Document extract ->
╔══
Read a bit of the court filing, not the whole thing though since you get the gist pretty early on. Jornos put spin on everything, so here's my understanding of the argument:

  1. Musk, who has given money to OpenAI in the past, and thus can legally file a complaint, states that
  2. OpenAI, which is a registered as an LLC, and which is legally a nonprofit, and has the stated goal of benefitting all of humanity has
  3. Been operating outside of its legally allowed purpose, and in effect
  4. Used its donors, resources, tax status, and expertise to create closed source algorithms and models that currently exclusively benefit for-profit concerns (Musk's attorney points out that Microsoft Bing's AI is just ChatGPT) and thus
  5. OpenAI has created a civil tort (a legally recognized civil wrong) wherein
  6. Money given by contributors would not haven been given had the contributors been made aware this deviation from OpenAI's mission statement and
  7. The public at large has not benefited from any of OpenAI's research, and thus OpenAI has abused its preferential tax status and harmed the public

It's honestly not the worst argument.

[-] Shelena@feddit.nl 16 points 8 months ago* (last edited 8 months ago)

I actually agree with this. This technology should be open. I know that there are arguments to keep it closed, like it could be misused, etc. However, I think that all the scary stories about AI are also a way to keep attention away from the fact that if you have a monopoly on it, you have enormous power. This power will grow when the tech is used more and more. If all this power is in the hands of a commercial business (even though they say they aren't), then you know AI is going to be misused to gain money. We do not have clear insight in what they are doing and we have no reason to trust them.

You also know that bad actors, like dictatorial governments will eventually get or develop the technology themselves. So, keeping it closed is not a good way to protect it from that happening. At the same time, you are also keeping it from researchers who could investigate how to use and develop it further to be used responsibly and to the benefit of humanity.

Also, they relied on data generated by people in society who never got any payment or anything for that. So, it is immoral to not share the results with that same people in society openly and instead keeping it closed. I know they used some of my papers. However, I am not allowed to study their model. Seems unfair.

The dangers of AI should be kept at bay using regulation and enforcement by democratically chosen governments, not by commercial businesses or other non-democratic organisations.

[-] 1984@lemmy.today 15 points 8 months ago

I don't want Musk to be right, but I have to admit, it sounds legit.

[-] conciselyverbose@sh.itjust.works 9 points 8 months ago

Yeah, fuck "it's not in the terms of a contract". It's fraud.

You can't advertise yourself as a nonprofit organization for the public good, collect donations under that pretense, then just privatize anything you learn for profit.

People don't donate to for profit companies.
╚══
Assigned task -> Can you pull from the OpenAI lawsuit discussion the passage starting at "[-] 1984@lemmy.today 15" and ending at "for profit companies.", copied word for word?

Raw data ->
╔══
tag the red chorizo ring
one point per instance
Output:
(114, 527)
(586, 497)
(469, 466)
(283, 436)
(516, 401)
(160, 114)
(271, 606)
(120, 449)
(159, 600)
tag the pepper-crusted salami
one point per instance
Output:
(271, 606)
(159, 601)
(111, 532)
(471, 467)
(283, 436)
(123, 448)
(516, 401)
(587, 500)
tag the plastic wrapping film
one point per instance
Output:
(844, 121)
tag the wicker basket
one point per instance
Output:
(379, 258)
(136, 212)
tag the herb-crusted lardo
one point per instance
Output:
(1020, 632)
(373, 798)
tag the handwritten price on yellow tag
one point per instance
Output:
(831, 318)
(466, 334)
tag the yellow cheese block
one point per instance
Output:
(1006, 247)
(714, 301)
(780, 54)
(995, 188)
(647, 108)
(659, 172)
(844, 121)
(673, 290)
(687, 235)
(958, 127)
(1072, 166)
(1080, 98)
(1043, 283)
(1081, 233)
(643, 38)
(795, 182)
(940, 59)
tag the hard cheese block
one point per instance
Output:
╚══
Response area ->
[-] 1984@lemmy.today 15 points 8 months ago

I don't want Musk to be right, but I have to admit, it sounds legit.

[-] conciselyverbose@sh.itjust.works 9 points 8 months ago

Yeah, fuck "it's not in the terms of a contract". It's fraud.

You can't advertise yourself as a nonprofit organization for the public good, collect donations under that pretense, then just privatize anything you learn for profit.

People don't donate to for profit companies.